(Your goal) Can you return, unchanged, the lines of the material below from the line containing "# draw the outline of every instance of the asphalt" through the line containing "60 81 L 187", both included?

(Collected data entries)
==*==

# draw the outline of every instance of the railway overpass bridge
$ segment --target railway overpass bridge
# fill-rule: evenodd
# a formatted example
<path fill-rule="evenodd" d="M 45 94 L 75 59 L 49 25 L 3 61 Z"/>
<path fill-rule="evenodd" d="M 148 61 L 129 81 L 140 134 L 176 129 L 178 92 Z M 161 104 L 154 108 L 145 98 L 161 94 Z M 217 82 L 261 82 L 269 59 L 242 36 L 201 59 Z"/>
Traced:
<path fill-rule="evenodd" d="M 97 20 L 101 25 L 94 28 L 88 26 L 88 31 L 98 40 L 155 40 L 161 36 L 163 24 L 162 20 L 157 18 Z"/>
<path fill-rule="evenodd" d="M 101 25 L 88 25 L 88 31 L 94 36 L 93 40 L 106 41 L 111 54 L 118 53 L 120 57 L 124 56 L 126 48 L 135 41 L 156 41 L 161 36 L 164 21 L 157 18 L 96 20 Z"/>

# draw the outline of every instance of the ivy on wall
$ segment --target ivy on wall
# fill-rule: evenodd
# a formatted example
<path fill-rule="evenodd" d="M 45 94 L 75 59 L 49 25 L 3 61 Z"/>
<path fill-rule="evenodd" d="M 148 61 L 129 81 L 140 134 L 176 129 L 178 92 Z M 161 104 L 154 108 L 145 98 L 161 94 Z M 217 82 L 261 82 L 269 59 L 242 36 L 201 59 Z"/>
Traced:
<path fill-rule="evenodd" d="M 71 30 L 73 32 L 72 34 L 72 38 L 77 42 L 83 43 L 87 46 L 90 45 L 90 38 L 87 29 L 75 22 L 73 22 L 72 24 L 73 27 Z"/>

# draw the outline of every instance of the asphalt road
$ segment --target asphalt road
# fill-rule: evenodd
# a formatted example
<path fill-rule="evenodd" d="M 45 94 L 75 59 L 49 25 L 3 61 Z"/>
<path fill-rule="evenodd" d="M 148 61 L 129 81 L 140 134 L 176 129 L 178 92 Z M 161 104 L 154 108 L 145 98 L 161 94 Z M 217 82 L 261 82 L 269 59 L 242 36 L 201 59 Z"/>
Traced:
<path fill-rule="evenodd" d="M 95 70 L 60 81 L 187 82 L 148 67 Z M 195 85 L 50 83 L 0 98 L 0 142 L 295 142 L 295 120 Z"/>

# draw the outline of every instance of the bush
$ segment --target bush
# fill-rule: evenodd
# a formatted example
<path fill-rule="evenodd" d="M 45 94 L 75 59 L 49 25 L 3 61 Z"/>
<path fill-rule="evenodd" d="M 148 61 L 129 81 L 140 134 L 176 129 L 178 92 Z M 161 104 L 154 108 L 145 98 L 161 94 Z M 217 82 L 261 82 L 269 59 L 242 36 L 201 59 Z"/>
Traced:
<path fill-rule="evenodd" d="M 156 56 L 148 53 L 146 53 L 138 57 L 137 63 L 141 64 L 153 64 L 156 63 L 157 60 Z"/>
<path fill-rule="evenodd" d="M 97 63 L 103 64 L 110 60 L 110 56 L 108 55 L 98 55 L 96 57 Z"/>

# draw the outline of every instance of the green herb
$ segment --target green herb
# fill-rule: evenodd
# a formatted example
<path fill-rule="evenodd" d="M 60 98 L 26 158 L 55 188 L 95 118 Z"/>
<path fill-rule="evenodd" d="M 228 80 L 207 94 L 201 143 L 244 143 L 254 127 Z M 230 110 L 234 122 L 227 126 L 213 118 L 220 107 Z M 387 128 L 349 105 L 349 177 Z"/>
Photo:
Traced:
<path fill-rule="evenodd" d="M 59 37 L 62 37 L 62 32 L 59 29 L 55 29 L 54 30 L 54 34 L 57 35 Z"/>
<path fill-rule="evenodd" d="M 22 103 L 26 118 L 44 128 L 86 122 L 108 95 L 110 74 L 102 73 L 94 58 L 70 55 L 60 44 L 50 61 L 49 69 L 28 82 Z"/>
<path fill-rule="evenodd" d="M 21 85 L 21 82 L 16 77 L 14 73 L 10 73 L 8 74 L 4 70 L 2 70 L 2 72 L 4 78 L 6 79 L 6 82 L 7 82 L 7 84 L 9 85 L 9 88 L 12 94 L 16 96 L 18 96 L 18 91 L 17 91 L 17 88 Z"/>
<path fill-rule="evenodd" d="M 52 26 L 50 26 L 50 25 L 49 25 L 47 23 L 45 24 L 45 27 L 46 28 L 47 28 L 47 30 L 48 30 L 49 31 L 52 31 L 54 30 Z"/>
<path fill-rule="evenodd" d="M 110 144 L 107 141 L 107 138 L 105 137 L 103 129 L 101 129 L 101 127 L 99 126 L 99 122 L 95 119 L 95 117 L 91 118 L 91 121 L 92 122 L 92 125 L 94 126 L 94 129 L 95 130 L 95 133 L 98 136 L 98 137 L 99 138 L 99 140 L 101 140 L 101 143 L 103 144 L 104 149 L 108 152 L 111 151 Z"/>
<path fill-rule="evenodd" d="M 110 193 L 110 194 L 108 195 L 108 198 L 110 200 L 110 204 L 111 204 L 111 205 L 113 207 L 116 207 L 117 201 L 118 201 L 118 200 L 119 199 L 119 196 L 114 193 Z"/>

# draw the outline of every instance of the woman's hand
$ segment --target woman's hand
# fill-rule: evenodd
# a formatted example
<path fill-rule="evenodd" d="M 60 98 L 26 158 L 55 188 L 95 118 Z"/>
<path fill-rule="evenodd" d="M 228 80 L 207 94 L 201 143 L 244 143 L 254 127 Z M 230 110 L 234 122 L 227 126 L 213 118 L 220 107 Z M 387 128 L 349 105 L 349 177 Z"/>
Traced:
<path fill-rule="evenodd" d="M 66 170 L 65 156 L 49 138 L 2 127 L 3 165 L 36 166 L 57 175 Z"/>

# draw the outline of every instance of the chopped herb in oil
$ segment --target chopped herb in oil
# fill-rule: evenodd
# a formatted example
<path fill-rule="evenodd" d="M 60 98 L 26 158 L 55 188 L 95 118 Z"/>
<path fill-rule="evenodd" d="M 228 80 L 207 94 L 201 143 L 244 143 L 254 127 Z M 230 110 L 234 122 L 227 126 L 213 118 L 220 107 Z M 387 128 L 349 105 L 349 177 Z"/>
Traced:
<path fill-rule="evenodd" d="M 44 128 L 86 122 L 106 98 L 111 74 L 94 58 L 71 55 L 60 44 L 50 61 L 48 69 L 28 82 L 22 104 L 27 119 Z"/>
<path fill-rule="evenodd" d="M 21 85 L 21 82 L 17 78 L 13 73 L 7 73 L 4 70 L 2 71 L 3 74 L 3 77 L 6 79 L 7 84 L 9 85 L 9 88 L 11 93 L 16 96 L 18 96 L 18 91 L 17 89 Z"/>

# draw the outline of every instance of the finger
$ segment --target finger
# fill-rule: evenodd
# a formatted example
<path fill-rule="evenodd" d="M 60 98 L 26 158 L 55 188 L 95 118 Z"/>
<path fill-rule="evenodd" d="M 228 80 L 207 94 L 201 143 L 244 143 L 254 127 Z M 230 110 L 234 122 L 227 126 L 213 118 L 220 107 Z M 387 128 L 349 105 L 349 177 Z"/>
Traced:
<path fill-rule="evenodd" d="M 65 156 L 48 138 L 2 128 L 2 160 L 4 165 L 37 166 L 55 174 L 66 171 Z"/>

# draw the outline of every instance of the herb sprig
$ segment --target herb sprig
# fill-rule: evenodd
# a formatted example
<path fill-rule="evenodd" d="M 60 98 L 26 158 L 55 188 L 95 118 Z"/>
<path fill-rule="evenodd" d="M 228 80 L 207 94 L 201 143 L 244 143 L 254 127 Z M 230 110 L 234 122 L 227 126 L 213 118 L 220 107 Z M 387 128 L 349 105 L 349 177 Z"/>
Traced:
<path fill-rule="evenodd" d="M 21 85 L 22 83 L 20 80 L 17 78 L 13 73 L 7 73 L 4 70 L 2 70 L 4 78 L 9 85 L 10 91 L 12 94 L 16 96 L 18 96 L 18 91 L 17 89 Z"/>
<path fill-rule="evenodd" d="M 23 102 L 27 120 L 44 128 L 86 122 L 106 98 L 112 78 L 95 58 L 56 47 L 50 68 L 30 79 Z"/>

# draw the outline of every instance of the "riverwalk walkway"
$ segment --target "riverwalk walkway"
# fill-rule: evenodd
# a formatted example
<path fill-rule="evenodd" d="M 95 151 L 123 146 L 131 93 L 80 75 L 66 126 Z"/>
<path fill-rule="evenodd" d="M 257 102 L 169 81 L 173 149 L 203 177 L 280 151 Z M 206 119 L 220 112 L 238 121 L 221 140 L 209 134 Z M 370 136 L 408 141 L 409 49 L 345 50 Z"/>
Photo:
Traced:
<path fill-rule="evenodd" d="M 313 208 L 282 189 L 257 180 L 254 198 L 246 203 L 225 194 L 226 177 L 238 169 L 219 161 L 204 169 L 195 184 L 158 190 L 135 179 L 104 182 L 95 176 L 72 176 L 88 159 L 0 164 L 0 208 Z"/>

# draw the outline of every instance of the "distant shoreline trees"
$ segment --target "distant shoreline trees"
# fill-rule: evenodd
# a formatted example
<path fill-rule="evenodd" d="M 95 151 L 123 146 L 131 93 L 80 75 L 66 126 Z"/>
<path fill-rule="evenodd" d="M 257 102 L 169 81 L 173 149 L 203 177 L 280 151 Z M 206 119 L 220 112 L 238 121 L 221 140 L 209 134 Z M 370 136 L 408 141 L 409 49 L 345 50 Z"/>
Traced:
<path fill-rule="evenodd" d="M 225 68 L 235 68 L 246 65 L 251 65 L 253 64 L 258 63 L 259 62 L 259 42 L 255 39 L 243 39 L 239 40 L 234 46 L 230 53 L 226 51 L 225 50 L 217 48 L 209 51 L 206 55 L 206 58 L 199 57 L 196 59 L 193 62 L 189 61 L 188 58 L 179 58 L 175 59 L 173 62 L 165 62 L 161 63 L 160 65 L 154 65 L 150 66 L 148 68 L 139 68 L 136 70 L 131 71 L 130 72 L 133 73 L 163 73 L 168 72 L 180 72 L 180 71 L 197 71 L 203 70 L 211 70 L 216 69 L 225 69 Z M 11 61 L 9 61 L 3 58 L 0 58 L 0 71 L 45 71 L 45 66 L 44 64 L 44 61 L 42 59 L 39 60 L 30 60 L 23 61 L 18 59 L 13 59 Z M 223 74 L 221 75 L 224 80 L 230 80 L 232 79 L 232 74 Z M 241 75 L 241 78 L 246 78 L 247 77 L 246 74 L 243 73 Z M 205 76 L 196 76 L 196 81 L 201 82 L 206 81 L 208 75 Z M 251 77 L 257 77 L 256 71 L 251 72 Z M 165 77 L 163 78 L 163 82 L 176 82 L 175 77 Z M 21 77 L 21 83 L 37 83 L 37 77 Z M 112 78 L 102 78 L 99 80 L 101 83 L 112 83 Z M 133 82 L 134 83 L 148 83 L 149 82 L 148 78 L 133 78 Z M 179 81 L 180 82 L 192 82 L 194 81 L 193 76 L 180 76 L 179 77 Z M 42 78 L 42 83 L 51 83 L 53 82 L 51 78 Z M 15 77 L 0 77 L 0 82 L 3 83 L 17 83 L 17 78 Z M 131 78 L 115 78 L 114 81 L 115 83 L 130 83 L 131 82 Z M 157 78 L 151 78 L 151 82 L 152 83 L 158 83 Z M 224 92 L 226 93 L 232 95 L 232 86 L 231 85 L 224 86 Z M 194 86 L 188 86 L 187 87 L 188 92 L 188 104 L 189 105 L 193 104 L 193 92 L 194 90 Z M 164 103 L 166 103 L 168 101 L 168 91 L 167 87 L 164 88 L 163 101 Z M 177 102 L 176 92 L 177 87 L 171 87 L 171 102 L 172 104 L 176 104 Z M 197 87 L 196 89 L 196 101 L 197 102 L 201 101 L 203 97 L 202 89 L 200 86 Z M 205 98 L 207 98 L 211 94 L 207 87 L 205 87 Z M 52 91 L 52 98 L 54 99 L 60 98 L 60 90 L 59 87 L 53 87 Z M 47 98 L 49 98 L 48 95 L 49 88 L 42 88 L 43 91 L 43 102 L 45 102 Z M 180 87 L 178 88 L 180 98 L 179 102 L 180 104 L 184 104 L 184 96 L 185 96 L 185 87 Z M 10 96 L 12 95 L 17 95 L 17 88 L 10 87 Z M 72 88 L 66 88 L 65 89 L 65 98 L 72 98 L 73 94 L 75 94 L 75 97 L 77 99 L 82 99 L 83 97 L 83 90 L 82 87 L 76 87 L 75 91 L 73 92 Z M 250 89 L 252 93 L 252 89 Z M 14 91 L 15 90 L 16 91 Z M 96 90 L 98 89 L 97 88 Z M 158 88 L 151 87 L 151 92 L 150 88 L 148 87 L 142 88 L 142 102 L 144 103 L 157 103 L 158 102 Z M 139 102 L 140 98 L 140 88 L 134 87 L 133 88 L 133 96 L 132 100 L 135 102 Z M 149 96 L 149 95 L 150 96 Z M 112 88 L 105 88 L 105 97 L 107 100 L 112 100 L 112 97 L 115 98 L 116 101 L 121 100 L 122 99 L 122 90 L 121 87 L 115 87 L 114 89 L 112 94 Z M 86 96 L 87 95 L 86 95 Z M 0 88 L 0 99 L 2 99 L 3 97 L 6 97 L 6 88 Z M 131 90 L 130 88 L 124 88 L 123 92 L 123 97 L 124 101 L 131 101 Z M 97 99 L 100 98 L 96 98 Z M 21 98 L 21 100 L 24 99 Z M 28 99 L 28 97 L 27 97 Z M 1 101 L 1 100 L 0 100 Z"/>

==*==

(Solution for this exercise)
# draw the outline of every instance of the asphalt road
$ segment --target asphalt road
# fill-rule: evenodd
# a formatted example
<path fill-rule="evenodd" d="M 45 94 L 75 59 L 49 25 L 3 61 Z"/>
<path fill-rule="evenodd" d="M 148 61 L 129 81 L 140 134 L 176 129 L 178 92 Z M 161 104 L 154 108 L 145 98 L 161 94 Z M 217 82 L 261 82 L 269 59 L 242 36 L 201 59 Z"/>
Traced:
<path fill-rule="evenodd" d="M 95 70 L 60 81 L 187 82 L 148 67 Z M 195 85 L 50 83 L 0 98 L 0 142 L 295 142 L 295 120 Z"/>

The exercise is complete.